INPUT DATA -
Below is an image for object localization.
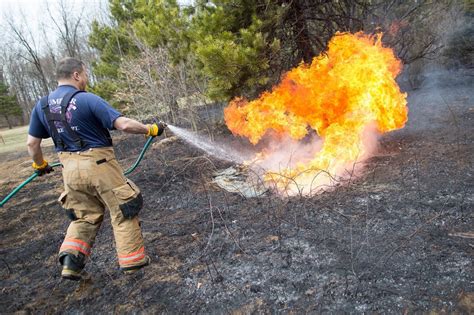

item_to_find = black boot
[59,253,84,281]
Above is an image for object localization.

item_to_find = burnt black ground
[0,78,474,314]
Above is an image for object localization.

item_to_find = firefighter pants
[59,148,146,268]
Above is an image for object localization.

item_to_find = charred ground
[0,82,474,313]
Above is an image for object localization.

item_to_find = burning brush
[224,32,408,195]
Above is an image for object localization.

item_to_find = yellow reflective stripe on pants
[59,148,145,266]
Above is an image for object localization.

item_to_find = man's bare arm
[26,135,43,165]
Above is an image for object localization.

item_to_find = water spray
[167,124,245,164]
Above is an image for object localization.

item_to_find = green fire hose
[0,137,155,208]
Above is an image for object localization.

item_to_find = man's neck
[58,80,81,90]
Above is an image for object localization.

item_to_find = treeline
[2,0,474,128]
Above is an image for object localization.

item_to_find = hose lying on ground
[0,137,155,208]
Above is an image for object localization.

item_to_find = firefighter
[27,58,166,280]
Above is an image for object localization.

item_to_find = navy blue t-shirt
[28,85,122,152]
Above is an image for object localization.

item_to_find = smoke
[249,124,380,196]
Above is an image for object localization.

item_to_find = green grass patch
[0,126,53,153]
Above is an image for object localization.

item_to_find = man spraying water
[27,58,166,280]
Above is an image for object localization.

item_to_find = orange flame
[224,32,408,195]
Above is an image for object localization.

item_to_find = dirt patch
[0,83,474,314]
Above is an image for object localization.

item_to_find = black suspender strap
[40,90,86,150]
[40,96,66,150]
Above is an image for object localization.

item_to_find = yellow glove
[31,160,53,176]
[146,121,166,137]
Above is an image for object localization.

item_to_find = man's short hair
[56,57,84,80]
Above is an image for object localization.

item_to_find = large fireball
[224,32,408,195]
--
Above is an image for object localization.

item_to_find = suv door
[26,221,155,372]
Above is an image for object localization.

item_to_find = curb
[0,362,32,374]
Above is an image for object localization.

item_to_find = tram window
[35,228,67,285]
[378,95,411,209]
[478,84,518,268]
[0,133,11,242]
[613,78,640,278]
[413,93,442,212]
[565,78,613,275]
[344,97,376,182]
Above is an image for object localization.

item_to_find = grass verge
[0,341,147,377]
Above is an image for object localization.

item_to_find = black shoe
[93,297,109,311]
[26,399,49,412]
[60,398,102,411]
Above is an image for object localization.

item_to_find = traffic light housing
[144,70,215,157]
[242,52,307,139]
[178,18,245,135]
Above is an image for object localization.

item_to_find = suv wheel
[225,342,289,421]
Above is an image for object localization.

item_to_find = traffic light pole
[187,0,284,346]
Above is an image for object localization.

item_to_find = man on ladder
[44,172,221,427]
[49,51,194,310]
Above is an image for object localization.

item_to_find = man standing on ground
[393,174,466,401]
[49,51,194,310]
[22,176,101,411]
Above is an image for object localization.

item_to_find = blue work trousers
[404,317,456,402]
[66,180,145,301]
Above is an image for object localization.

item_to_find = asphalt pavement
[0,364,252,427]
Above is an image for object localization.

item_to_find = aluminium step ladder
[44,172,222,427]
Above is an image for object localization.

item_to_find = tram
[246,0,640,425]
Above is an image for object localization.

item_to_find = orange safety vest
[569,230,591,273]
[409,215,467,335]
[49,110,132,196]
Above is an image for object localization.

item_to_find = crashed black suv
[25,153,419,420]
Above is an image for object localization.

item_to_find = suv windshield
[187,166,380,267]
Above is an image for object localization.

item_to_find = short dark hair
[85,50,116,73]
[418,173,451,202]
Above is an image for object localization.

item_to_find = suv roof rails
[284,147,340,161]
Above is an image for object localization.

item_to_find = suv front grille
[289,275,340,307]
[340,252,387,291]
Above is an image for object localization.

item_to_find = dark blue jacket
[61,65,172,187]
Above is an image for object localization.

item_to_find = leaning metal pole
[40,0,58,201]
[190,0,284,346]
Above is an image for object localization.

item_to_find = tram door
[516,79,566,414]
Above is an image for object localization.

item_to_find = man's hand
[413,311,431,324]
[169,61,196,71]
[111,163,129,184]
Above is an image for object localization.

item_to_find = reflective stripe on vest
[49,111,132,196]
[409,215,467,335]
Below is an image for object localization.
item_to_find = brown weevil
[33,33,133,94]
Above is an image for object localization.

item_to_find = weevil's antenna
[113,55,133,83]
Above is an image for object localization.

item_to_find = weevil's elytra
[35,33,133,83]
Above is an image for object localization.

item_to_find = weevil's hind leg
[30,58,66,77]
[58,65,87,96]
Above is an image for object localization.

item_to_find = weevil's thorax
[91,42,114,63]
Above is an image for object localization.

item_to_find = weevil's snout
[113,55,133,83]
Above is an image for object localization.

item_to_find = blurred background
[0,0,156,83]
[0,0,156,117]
--
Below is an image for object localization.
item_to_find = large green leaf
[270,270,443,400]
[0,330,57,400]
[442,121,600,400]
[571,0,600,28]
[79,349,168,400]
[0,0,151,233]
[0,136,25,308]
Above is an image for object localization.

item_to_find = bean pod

REQUIRED WORK - Quote each line of the items above that contains the string "grass". Case counts.

TASK RESPONSE -
item_to_find = green grass patch
item_to_find = grass verge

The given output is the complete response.